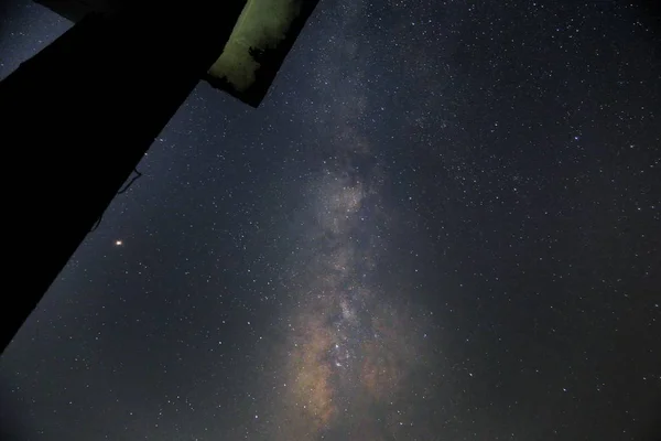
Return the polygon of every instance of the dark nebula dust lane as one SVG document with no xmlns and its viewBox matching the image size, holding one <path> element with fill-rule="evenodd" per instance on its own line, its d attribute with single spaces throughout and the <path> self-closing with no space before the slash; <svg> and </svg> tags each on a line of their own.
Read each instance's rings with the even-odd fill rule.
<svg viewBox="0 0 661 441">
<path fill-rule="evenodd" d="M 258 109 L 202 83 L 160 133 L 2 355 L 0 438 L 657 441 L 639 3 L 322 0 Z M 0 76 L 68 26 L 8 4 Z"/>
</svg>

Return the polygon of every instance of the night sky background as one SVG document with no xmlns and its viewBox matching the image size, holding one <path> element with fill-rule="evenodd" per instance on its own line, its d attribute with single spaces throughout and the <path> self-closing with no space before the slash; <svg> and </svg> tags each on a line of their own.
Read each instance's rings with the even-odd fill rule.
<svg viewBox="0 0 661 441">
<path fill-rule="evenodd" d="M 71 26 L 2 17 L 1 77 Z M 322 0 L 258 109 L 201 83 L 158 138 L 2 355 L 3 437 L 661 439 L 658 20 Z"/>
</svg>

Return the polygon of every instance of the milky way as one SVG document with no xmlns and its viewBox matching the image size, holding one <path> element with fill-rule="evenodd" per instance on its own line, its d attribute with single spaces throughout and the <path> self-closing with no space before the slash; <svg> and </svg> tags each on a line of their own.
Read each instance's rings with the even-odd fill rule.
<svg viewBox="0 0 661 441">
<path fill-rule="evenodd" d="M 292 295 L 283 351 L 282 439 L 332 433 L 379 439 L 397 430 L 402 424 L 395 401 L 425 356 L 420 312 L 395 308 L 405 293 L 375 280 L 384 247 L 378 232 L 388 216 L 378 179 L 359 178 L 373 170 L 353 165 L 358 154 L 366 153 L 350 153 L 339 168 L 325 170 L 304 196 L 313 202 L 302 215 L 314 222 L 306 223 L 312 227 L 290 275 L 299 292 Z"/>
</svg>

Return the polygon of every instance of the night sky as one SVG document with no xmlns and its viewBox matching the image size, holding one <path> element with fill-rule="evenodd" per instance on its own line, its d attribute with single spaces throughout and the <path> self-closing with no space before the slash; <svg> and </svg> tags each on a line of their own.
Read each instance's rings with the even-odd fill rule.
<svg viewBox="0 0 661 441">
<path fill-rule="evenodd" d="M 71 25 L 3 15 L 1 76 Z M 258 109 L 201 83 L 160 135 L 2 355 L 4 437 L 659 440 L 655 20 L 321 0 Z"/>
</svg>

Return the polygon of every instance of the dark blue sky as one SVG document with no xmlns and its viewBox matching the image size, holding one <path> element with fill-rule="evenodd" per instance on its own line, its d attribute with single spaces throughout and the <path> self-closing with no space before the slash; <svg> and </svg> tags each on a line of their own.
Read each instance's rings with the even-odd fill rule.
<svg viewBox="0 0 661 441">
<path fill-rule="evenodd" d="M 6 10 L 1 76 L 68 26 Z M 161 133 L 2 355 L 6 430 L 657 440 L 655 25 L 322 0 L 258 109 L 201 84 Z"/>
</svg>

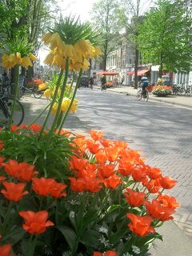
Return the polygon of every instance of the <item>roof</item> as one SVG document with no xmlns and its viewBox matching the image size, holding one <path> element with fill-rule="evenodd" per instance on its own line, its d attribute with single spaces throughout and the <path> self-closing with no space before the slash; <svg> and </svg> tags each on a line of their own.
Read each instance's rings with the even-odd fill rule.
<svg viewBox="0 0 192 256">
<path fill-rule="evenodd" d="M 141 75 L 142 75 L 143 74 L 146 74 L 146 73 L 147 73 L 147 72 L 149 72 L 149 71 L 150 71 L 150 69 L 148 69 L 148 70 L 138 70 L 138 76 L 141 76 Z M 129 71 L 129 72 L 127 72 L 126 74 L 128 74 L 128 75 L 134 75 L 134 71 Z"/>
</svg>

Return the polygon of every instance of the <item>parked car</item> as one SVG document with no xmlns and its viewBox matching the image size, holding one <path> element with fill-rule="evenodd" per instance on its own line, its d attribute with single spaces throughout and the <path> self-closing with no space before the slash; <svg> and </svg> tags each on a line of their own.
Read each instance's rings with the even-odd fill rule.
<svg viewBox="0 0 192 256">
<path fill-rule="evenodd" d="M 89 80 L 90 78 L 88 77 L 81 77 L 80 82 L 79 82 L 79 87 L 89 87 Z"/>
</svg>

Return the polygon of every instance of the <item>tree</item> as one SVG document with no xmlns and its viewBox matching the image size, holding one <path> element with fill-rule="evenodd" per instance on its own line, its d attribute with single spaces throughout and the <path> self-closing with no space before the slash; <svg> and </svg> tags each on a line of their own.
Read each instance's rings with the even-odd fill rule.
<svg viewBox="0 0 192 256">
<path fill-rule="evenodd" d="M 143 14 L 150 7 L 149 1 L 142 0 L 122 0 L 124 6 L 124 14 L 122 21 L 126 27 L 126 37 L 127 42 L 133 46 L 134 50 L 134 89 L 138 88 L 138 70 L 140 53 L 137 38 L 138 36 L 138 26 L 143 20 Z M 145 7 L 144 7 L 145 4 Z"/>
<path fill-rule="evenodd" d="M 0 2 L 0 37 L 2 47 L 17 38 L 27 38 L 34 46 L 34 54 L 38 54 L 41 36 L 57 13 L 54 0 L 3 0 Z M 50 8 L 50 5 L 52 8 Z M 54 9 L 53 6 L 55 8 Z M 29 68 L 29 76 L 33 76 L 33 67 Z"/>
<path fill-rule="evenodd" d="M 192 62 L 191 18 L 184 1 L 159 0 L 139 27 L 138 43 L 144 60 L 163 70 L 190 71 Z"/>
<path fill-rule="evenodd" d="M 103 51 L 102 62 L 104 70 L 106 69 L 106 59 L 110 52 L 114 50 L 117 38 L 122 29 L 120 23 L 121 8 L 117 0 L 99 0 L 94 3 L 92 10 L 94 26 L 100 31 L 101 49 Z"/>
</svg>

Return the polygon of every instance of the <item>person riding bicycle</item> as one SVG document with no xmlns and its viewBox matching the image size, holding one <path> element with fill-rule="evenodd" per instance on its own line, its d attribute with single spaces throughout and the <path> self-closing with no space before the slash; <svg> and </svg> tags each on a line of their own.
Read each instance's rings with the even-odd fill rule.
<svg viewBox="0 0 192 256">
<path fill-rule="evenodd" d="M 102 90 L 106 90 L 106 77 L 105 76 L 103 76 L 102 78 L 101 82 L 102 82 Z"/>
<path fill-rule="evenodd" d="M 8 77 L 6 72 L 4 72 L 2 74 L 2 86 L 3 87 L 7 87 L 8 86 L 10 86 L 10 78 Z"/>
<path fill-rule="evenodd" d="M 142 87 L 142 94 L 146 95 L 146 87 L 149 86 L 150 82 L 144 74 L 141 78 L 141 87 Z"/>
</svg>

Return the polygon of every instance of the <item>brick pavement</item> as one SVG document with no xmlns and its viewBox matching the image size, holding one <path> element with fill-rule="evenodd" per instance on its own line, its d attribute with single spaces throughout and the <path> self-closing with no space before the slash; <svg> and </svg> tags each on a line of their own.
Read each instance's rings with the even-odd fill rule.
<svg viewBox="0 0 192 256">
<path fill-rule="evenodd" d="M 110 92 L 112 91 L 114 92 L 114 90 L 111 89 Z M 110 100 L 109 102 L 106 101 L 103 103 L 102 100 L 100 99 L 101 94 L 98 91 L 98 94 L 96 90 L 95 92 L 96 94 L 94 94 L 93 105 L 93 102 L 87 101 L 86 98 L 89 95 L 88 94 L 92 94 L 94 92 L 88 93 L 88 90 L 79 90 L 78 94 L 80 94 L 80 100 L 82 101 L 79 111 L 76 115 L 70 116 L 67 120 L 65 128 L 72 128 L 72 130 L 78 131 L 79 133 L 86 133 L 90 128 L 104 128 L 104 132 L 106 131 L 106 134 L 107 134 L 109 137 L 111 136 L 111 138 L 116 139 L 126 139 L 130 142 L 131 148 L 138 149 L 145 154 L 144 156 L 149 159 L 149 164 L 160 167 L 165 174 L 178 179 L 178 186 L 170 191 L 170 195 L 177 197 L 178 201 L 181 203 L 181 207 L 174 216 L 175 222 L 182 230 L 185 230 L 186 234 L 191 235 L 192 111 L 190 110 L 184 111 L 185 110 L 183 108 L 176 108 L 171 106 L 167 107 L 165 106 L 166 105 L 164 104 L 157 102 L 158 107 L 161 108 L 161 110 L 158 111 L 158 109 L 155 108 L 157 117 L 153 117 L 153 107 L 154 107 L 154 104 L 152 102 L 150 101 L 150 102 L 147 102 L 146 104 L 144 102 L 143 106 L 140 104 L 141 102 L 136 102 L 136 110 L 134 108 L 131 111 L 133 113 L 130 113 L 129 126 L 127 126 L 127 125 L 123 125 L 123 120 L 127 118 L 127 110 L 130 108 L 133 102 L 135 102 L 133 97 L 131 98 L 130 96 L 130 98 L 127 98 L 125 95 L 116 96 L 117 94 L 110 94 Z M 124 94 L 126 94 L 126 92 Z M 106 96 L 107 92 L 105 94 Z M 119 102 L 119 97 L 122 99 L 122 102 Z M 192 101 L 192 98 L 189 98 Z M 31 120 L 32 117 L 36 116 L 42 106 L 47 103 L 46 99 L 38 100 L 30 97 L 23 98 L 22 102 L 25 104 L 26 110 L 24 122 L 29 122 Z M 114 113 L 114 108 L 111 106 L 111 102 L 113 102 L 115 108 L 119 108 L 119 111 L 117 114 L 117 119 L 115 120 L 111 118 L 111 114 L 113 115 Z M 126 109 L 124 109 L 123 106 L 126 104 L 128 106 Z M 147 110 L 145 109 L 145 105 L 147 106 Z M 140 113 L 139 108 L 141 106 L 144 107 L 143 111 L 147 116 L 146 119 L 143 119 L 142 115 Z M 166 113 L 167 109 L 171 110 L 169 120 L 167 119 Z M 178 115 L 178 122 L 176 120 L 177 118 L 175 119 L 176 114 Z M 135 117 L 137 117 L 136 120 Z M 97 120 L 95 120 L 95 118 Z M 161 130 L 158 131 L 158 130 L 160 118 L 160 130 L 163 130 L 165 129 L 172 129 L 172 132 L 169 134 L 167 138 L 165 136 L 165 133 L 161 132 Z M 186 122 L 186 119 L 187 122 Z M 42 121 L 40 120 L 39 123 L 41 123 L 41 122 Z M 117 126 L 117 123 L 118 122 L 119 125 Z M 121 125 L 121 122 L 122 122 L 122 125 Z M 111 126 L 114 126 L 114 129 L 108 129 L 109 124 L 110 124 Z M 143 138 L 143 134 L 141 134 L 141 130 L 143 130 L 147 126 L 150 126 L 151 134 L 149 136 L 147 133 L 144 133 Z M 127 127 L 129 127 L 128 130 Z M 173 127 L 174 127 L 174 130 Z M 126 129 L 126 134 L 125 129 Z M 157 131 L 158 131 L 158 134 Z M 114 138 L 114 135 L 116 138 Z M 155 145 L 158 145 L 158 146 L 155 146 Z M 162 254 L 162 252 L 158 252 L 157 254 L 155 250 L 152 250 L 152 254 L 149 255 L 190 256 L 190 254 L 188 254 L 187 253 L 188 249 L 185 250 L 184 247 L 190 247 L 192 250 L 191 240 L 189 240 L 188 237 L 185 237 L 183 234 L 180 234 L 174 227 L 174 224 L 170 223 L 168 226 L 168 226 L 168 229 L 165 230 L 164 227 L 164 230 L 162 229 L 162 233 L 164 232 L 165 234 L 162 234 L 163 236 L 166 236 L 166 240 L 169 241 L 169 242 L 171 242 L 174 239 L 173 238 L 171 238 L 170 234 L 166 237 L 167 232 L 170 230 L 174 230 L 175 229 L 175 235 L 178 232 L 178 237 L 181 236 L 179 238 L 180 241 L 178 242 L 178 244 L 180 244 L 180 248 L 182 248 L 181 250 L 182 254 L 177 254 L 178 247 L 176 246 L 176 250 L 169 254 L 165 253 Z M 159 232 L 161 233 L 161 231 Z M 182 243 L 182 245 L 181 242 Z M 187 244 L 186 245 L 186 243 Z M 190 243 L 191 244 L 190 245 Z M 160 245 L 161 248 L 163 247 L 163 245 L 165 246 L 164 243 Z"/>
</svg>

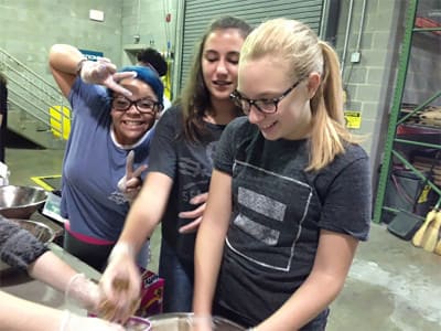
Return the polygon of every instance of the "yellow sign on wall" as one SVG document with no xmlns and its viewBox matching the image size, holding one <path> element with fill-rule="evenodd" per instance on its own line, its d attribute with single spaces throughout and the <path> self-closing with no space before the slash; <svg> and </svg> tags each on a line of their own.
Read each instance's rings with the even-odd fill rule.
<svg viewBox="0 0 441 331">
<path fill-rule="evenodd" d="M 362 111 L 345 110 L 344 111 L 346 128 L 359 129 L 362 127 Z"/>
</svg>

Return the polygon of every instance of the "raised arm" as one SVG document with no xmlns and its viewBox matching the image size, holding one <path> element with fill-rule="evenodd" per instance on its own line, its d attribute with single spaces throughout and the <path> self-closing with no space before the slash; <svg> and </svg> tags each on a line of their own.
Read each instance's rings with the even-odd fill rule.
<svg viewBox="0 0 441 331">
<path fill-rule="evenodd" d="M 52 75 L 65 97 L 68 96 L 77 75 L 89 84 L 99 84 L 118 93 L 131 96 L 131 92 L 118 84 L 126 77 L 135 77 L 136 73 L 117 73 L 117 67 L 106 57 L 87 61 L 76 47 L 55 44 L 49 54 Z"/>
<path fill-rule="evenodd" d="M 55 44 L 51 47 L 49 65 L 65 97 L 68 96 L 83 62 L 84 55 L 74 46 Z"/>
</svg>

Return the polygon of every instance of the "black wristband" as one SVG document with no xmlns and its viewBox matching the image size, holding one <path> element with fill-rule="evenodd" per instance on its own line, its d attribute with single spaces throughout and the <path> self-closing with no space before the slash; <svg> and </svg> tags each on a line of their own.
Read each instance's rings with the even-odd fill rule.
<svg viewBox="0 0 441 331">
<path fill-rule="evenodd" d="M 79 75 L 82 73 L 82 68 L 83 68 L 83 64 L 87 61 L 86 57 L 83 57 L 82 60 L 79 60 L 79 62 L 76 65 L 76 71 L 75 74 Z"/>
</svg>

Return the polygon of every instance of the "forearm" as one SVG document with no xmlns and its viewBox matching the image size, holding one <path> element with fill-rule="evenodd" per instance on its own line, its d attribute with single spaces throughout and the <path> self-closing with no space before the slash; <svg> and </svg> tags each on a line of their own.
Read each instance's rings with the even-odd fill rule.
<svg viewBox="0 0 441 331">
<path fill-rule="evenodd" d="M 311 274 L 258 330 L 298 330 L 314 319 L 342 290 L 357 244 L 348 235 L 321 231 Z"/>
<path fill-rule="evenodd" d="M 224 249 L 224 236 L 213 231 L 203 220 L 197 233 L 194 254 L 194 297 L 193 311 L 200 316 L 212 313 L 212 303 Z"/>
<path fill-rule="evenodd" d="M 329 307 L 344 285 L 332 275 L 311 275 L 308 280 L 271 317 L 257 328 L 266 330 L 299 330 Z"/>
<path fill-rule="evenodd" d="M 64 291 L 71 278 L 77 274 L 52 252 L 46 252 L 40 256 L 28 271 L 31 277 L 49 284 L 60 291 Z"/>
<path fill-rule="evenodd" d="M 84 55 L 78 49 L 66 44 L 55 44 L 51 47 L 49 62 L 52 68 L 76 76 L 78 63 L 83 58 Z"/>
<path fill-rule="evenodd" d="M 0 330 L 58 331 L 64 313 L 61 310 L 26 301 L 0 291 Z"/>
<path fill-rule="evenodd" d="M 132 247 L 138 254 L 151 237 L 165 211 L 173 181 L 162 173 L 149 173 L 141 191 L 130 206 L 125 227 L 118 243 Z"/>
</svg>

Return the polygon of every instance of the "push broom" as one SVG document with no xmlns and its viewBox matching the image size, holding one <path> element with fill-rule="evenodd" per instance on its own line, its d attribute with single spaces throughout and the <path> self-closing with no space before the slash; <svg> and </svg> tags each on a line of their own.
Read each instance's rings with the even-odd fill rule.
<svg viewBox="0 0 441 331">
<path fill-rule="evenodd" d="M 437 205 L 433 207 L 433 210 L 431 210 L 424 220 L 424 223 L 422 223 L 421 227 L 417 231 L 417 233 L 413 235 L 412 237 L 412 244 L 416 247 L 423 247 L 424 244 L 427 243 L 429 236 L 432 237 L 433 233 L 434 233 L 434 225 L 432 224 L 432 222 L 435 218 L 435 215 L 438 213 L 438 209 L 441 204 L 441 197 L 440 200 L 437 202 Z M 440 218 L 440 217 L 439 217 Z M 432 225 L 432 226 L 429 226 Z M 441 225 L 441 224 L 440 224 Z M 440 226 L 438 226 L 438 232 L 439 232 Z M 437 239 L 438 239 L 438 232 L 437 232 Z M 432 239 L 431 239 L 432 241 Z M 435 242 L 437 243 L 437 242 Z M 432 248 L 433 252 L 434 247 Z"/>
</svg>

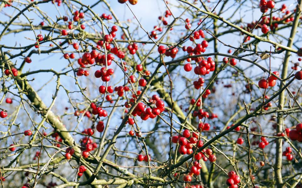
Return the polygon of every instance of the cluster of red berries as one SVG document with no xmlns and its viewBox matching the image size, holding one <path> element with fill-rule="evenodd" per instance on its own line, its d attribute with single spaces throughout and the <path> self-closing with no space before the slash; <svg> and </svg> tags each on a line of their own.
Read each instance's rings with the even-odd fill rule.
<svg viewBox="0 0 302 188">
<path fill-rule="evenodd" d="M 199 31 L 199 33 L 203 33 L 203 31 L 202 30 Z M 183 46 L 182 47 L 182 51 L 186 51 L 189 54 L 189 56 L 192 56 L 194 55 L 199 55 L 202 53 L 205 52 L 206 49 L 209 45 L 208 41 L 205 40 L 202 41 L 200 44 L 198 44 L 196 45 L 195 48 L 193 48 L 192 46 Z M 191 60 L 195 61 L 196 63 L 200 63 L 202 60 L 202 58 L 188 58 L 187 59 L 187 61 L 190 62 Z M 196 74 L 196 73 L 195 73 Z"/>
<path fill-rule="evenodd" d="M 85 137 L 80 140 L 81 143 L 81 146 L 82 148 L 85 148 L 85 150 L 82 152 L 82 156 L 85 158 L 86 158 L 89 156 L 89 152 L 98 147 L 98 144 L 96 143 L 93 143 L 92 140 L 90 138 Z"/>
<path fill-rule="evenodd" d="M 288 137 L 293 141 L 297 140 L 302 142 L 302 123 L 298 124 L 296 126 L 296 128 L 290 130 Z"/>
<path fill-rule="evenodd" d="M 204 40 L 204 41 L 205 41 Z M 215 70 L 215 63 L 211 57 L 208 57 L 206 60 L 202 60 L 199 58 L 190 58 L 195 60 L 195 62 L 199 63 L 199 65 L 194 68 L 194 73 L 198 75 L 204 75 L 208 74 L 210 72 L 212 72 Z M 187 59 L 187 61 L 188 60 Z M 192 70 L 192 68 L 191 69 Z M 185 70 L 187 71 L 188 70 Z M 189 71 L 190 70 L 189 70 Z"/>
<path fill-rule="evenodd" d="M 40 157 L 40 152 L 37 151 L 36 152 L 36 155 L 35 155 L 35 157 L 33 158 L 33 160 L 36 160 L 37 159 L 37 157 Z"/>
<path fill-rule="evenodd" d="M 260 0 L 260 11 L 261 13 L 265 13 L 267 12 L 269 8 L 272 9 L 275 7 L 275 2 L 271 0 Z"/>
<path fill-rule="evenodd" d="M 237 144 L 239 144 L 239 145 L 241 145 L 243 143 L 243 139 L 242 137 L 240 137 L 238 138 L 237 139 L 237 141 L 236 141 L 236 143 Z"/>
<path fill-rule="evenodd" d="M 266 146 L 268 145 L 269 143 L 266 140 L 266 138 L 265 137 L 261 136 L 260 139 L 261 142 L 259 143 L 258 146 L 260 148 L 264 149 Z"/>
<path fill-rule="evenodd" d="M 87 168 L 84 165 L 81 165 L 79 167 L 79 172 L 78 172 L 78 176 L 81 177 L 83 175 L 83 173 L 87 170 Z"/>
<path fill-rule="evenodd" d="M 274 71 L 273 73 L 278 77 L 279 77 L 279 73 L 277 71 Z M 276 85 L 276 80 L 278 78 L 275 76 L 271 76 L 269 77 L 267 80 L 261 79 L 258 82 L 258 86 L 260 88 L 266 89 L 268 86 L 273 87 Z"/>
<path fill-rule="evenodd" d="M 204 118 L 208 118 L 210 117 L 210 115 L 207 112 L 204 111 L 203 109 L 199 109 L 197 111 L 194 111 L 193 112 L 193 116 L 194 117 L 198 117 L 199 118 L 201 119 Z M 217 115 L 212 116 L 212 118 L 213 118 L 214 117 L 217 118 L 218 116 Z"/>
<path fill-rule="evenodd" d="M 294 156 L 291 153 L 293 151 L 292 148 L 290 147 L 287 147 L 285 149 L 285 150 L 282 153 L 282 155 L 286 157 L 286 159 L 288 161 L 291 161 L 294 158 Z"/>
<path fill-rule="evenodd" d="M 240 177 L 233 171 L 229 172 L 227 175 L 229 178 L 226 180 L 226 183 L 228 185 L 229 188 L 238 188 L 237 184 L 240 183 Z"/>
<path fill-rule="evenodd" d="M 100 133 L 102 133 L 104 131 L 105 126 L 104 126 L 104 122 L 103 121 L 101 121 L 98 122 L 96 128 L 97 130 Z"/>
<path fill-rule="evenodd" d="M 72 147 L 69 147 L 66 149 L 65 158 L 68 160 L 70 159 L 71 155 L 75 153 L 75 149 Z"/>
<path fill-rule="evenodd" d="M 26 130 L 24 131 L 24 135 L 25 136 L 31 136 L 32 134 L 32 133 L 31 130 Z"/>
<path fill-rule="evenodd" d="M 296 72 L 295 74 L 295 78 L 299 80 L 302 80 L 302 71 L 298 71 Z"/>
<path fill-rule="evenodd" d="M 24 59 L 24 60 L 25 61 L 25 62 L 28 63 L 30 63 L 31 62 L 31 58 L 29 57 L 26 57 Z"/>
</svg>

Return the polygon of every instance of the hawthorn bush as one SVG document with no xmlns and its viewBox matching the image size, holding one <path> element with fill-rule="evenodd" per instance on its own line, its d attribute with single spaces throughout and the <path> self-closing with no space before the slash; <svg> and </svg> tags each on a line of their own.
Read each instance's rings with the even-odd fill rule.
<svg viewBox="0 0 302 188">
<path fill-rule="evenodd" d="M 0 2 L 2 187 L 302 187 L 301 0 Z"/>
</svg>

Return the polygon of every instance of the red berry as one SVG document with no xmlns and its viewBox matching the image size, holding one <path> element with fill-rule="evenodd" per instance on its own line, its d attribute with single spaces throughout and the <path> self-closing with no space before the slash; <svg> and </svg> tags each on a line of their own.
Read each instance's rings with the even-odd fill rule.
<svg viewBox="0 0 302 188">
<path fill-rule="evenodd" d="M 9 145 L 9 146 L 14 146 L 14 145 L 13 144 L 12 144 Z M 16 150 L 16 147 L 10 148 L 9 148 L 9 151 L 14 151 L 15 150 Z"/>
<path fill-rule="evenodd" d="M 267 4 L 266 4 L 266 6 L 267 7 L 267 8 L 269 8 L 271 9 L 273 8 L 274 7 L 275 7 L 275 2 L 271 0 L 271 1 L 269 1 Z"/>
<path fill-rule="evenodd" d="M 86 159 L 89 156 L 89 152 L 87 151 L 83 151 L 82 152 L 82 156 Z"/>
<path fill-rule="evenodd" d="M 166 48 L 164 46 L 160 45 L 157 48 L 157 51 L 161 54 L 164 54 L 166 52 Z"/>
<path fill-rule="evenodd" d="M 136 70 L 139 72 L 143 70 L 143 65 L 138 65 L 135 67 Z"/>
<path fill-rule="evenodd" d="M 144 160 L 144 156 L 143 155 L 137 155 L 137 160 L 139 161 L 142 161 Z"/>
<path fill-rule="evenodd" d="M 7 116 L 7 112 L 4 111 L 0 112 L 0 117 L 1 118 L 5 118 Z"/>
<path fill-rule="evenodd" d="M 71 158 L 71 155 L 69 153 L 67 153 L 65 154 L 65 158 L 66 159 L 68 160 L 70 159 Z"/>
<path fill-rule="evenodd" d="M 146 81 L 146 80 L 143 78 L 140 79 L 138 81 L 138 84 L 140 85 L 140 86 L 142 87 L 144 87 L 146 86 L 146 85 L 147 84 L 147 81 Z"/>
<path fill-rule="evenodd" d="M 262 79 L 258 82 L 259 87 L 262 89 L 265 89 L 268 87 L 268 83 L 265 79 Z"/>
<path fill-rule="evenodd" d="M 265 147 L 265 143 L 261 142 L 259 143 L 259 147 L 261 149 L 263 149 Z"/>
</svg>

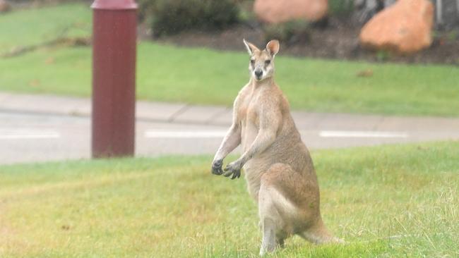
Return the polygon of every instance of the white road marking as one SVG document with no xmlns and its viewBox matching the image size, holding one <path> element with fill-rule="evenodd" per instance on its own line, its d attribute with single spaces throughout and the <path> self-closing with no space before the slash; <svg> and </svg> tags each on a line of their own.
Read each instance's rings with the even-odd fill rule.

- - -

Show each line of the items above that contains the string "dark", copied in full. Case counts.

Return the polygon of every instance of the dark nebula dust lane as one SVG document with no xmlns and its viewBox matching the image size, holding one <path> element with fill-rule="evenodd" per instance on its own line, its d attribute with single spaces throughout and the <path> self-closing with no space before the slash; <svg> and </svg> tags each on a line of their own.
Return the polygon of every instance of the dark blue sky as one SVG document with no xmlns and its viewBox matching the image size, holding one <path> element with fill-rule="evenodd" per instance on its own line, its d attribute with single spaces throughout and the <path> self-closing with no space before the slash; <svg> and </svg> tags each on a line of their own.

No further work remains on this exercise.